> BRIEF
With the line containing "Guideline: mark the orange with" as the start and the line containing "Guideline: mark the celery" as the end, transcribe that span of the entries below exactly, including both.

[Records from a dataset]
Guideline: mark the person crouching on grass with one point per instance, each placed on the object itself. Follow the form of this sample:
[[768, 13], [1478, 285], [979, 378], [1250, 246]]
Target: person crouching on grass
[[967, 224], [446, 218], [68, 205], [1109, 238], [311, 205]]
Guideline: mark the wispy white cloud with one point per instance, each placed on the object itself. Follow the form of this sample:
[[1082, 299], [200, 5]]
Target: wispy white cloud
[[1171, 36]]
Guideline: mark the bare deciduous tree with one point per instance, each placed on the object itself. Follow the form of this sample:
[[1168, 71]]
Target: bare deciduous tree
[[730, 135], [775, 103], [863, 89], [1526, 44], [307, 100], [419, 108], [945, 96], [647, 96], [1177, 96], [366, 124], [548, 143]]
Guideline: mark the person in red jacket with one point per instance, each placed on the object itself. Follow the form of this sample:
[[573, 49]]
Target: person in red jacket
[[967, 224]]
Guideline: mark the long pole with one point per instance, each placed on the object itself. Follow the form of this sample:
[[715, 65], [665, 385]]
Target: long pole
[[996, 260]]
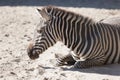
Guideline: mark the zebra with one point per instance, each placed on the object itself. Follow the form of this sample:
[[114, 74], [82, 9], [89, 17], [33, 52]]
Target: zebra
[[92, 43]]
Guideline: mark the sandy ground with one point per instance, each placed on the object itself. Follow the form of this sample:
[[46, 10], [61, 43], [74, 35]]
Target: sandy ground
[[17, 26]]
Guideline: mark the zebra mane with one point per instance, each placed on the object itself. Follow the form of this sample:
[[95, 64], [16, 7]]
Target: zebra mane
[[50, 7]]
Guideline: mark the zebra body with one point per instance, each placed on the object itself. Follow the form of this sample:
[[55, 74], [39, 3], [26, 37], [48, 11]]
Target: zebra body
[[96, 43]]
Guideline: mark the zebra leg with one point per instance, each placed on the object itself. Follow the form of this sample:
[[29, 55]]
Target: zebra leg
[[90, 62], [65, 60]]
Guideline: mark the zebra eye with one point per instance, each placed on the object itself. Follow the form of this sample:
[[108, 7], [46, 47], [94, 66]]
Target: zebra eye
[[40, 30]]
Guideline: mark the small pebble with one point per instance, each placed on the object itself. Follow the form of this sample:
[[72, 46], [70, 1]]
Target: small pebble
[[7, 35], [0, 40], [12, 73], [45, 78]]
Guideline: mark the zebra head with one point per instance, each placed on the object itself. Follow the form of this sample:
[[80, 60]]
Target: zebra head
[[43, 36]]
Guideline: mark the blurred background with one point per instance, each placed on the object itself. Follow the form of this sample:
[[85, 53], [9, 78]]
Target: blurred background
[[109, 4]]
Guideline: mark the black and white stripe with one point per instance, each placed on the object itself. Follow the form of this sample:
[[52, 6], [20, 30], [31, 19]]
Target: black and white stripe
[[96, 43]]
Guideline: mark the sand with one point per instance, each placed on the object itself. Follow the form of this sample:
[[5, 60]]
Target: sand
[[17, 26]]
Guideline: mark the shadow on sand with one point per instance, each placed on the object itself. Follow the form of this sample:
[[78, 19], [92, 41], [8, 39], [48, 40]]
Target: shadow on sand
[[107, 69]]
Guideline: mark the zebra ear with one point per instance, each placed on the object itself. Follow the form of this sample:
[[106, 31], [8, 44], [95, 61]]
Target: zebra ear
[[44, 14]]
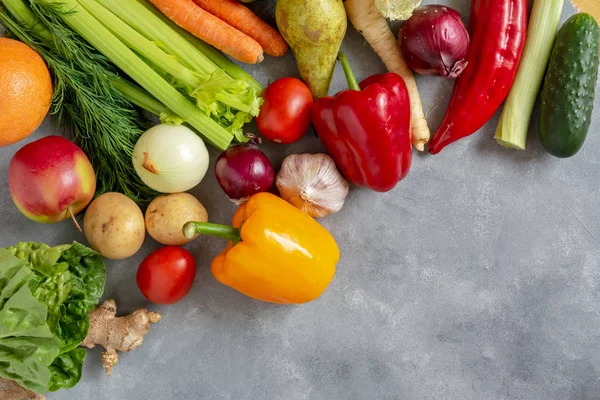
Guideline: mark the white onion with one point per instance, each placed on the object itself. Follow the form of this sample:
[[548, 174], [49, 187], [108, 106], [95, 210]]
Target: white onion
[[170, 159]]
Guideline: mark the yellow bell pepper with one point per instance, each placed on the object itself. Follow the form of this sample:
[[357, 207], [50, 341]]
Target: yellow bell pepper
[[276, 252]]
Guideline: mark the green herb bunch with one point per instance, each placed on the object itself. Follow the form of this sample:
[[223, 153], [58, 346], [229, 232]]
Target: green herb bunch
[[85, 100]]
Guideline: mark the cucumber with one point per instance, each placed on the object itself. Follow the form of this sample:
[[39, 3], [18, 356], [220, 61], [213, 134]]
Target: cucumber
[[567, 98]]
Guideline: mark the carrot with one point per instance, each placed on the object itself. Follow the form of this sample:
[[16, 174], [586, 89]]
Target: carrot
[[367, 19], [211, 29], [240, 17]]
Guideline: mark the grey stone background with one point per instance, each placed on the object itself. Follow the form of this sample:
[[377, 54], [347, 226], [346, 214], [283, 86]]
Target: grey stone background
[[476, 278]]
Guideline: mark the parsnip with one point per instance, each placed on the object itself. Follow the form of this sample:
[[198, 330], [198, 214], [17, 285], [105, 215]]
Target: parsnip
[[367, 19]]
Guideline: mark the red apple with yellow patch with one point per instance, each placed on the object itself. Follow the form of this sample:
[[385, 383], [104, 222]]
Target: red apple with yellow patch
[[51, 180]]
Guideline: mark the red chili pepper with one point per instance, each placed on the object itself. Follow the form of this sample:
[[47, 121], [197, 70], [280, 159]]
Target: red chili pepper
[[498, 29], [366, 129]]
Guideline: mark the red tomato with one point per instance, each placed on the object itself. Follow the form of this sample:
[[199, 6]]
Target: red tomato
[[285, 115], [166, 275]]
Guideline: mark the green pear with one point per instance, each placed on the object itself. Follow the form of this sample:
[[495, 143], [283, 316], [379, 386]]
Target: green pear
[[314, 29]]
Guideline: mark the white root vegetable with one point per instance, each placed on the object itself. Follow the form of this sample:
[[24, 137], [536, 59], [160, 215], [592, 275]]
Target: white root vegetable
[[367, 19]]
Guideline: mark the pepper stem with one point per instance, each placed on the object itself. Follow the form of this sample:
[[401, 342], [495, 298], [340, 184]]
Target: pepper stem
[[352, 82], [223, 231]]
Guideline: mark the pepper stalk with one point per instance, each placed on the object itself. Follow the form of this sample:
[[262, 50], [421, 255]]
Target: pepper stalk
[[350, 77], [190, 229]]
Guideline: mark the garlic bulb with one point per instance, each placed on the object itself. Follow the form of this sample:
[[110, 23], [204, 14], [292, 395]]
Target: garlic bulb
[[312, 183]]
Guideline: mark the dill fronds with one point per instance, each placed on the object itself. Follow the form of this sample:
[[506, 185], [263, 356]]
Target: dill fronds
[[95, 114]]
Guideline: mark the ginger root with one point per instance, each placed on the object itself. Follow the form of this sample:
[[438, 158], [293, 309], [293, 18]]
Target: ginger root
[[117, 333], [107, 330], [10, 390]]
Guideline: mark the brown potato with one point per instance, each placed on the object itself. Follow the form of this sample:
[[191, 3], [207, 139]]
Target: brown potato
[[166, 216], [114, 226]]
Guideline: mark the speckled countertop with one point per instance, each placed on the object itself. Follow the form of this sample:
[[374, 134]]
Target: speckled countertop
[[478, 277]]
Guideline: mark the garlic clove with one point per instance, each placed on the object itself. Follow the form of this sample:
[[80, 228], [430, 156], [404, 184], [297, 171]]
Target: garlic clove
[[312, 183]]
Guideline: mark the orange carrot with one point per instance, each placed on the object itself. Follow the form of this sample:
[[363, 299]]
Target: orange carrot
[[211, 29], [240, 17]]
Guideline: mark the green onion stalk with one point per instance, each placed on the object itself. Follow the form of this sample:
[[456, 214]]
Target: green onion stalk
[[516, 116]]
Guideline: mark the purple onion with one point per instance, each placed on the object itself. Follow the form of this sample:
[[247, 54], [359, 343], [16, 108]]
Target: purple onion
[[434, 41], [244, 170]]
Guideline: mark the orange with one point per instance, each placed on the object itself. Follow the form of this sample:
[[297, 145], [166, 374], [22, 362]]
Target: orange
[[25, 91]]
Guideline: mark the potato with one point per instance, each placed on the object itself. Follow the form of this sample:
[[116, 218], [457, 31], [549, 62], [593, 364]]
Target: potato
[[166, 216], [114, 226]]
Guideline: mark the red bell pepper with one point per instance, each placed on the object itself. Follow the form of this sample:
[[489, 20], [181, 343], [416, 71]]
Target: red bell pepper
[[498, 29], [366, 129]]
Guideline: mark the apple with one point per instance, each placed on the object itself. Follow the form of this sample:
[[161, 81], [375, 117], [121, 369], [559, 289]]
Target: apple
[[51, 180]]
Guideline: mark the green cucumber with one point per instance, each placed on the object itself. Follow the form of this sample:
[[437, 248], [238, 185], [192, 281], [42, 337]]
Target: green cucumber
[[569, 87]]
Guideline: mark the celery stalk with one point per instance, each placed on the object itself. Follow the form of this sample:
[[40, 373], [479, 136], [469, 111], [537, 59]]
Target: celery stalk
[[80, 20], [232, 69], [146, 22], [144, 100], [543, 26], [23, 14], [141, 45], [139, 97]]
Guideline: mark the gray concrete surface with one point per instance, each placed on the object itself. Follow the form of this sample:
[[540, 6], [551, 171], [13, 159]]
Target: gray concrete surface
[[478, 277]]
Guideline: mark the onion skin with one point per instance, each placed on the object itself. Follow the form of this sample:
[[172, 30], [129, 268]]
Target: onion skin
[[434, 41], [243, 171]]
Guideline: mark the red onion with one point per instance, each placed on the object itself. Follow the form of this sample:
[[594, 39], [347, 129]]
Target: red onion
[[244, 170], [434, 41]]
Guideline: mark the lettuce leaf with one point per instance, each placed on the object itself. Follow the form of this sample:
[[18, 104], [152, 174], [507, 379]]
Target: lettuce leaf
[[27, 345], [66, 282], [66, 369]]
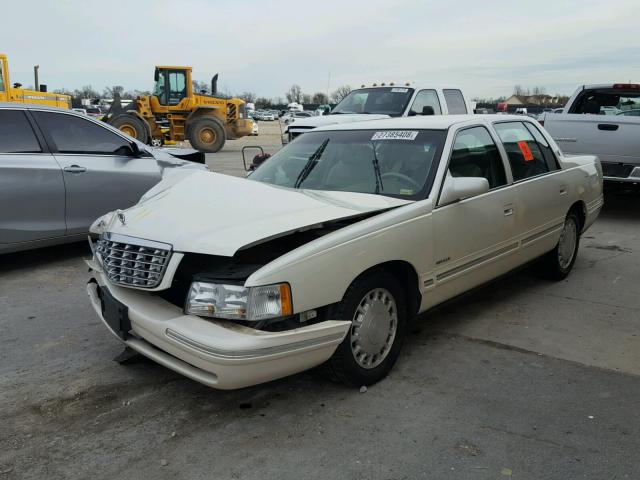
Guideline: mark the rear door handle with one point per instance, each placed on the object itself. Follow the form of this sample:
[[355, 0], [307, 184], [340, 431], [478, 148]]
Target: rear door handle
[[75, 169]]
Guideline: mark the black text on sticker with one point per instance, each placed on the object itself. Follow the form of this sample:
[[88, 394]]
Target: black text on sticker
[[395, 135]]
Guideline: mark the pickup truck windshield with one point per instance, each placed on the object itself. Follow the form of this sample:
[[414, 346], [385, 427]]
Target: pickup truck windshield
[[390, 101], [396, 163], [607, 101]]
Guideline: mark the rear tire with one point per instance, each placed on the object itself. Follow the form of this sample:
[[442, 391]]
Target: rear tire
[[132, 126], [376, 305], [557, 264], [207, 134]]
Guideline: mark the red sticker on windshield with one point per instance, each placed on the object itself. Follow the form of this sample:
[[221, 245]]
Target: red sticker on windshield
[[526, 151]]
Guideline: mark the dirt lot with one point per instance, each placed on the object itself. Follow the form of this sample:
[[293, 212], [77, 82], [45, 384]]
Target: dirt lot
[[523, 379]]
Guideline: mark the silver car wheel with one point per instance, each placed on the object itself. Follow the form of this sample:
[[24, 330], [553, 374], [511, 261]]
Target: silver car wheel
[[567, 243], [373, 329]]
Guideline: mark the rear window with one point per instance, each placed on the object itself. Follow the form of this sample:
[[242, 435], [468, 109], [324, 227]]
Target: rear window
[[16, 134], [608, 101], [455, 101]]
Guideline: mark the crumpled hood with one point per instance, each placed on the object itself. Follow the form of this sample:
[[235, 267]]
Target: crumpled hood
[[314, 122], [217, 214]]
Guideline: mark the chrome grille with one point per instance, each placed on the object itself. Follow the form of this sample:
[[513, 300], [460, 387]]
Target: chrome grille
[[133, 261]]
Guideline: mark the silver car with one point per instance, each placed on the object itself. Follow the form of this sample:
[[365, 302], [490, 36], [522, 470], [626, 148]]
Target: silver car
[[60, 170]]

> ANSWER BOX
Guideline: mark the orange with one point per instance, each placed on the object itself. Follow the form of this sample:
[[297, 145], [166, 374], [22, 362]]
Target: orange
[[25, 91]]
Guideline: mark the potato with one point per instance, each placed on the object itself. Follow the form of this sample:
[[116, 218], [457, 31], [549, 62], [593, 364]]
Target: potato
[[166, 216], [114, 226]]
Guideline: mark the red bell pepper with one point per instance, each placed on the object itself. Follow the form of this sample:
[[489, 20], [181, 343], [416, 71]]
Target: red bell pepper
[[498, 29], [366, 129]]
Guideline: mark the apple with one point per instance, each placed on the object itself. Follow the form of this sample:
[[161, 81], [375, 117], [121, 369], [559, 289]]
Target: apple
[[51, 180]]
Guideline: mark the green cucumber with one point per instance, each placed on the object itself. Follow the form of this sample:
[[437, 248], [238, 185], [192, 281], [42, 337]]
Target: green cucumber
[[569, 87]]
Guideline: mark the celery stalk with one point per instance, each placed on the object itself. Follow the form of this sample:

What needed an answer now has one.